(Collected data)

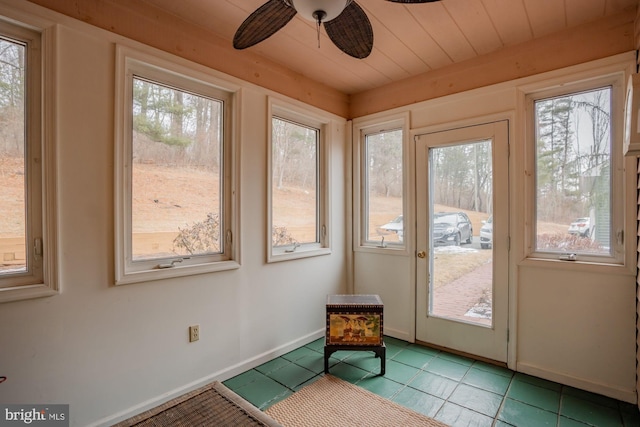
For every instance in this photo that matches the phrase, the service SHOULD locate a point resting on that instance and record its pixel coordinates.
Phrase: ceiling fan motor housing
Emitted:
(319, 10)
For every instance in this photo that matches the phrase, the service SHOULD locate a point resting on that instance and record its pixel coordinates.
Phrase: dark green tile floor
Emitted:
(453, 389)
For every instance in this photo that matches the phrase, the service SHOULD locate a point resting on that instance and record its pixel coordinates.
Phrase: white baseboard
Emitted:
(583, 384)
(221, 375)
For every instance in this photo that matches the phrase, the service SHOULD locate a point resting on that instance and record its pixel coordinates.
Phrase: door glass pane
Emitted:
(461, 232)
(176, 173)
(573, 173)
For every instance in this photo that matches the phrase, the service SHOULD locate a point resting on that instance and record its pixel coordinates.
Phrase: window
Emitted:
(577, 191)
(175, 173)
(382, 219)
(297, 185)
(27, 211)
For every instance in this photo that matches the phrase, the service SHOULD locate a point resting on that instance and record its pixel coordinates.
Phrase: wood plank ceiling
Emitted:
(409, 40)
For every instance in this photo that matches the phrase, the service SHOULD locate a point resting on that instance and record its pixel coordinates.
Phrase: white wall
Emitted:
(575, 324)
(111, 351)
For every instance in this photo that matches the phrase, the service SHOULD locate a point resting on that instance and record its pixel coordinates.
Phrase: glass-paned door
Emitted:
(462, 265)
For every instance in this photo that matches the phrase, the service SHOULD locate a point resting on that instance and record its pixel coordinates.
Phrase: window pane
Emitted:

● **EXERCISE**
Set the pictures aside and reproduce the data above exactly.

● **ANSWER FOR THE TASK**
For every instance in this photo that matches the phrase, the service SHOULD locate a point resting on that instance and record its pixel coordinates.
Phrase: ceiling fan motor housing
Emitted:
(319, 10)
For every instance in this photo that matches the phrase, the service SHOULD locate a point resting on that instance and record its pixel coordinates.
Phrase: dark green tile floor
Emitted:
(453, 389)
For every instance in this photo that matches the phrase, the service SHOULD locate a point resting on that instance and record its pixel coordinates.
Phrase: white baseboard
Emitted:
(583, 384)
(221, 375)
For every instance in this photo that matches the phrase, the service SHOULD locate a point resting on that instance and record its pixel coordinates.
Phrase: door glass pane
Emitted:
(461, 232)
(176, 173)
(573, 173)
For every instance in this photo that matches the phrase, the service SHOULD locate a point resting on that instance and record its pixel coordinates.
Phrase: window
Emitted:
(577, 191)
(175, 173)
(382, 219)
(297, 185)
(27, 211)
For every instance in this photo that matches the phrase, the service SHOULD locate a point resting on that instance and record its pixel coordinates.
Phrase: wood plank ceiling
Emitted:
(409, 40)
For every instance in this photo that matches the phrase, the service SHOULD locate a point resting on that instance and record its pixel coordinates.
Phrase: white wall
Emitted:
(575, 324)
(111, 351)
For every instance in this photo that matches the phrase, the service SHOULD locate a point resting on that instance and record its pixel coordinates.
Phrase: glass-paned door
Emitted:
(462, 265)
For every instance in this photo that matches the phrase, the service SHOULD locate a point resting on that instance and record its pixel coordinates.
Phrase: window pane
Emitted:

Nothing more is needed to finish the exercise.